## [The tasks]
1. Retype the passage on Mrs Erlynne from "Mrs Erlynne confirms" up to and including "Odette, for instance.".
2. Using the passage on Mrs Erlynne, answer these questions:
(a) Which letter does Mrs Erlynne take?
(b) For how many years does she tell Lord Windermere she has lived childless?
(c) Which characters are named as her sisters in Europe?
3. Summarize the passage on Mrs Erlynne in two sentences.

## [Document passage]
Mrs Erlynne quits the game of duplicity, the allure of money, the promise of society's acceptance, and intends to go abroad – alone.

But not before she disturbs the categories of good and evil. Her good act is to purloin the letter Lady Windermere wrote to her husband of her intention to leave him for Lord Darlington. Mrs Erlynne's reason for intervening has nothing to do with social or moral proprieties; it is to prevent Lady Windermere, whom the audience discovers is Mrs Erlynne's daughter, from leaving her child as she herself had done. Through her action she also prevents Lord Windermere from knowing his wife intended to leave him for Darlington, and saves Lady Windermere from social disgrace. She thus wins the admiration of Lady Windermere, who changes her opinion of Mrs Erlynne: ‘There is a bitter irony in things, a bitter irony in the way we talk of good and bad women!' But, in so doing, Mrs Erlynne precludes her daughter from acting freely, which she does out of maternal protection, we can assume. But she herself did not want to be encumbered by husband and child, and remains unrepentant about having walked out. Indeed, she is honest enough to admit to no enduring maternal feelings. To Lord Windermere, she says, ‘I have no ambition to play the part of a mother. Only once in my life have I known a mother's feelings. That was last night. They were terrible – they made me suffer – they made me suffer too much. For twenty years . . . I have lived childless – I want to live childless still . . . No – what consoles one nowadays is not repentance, but pleasure. Repentance is quite out of date.'
10

Mrs Erlynne confirms the suspicion that marriage is no place for the spirit who values individual freedom, the freedom to ‘be yourself'. Oscar saw her as ‘a character as yet untouched by literature'.
11
This is not the case; she had many sisters in Europe: Ibsen's Nora, Flaubert's Madame Bovary and Proust's Odette, for instance.

## [Data section]
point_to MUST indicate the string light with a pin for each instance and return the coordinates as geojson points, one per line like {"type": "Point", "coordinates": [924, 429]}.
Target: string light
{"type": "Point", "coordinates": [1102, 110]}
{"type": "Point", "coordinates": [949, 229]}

## [Outputs]
1.
Mrs Erlynne confirms the suspicion that marriage is no place for the spirit who values individual freedom, the freedom to ‘be yourself'. Oscar saw her as ‘a character as yet untouched by literature'.
11
This is not the case; she had many sisters in Europe: Ibsen's Nora, Flaubert's Madame Bovary and Proust's Odette, for instance.

2.
(a) The letter Lady Windermere wrote to her husband saying she meant to leave him for Lord Darlington.
(b) Twenty years.
(c) Ibsen's Nora, Flaubert's Madame Bovary and Proust's Odette.

3. Mrs Erlynne takes the letter in which Lady Windermere, her daughter, announced she would leave her husband for Lord Darlington, which keeps her daughter from abandoning her child, spares her social disgrace and wins her admiration. Yet Mrs Erlynne remains unrepentant about having left her own husband and child, admits to no enduring maternal feelings, and plans to go abroad alone.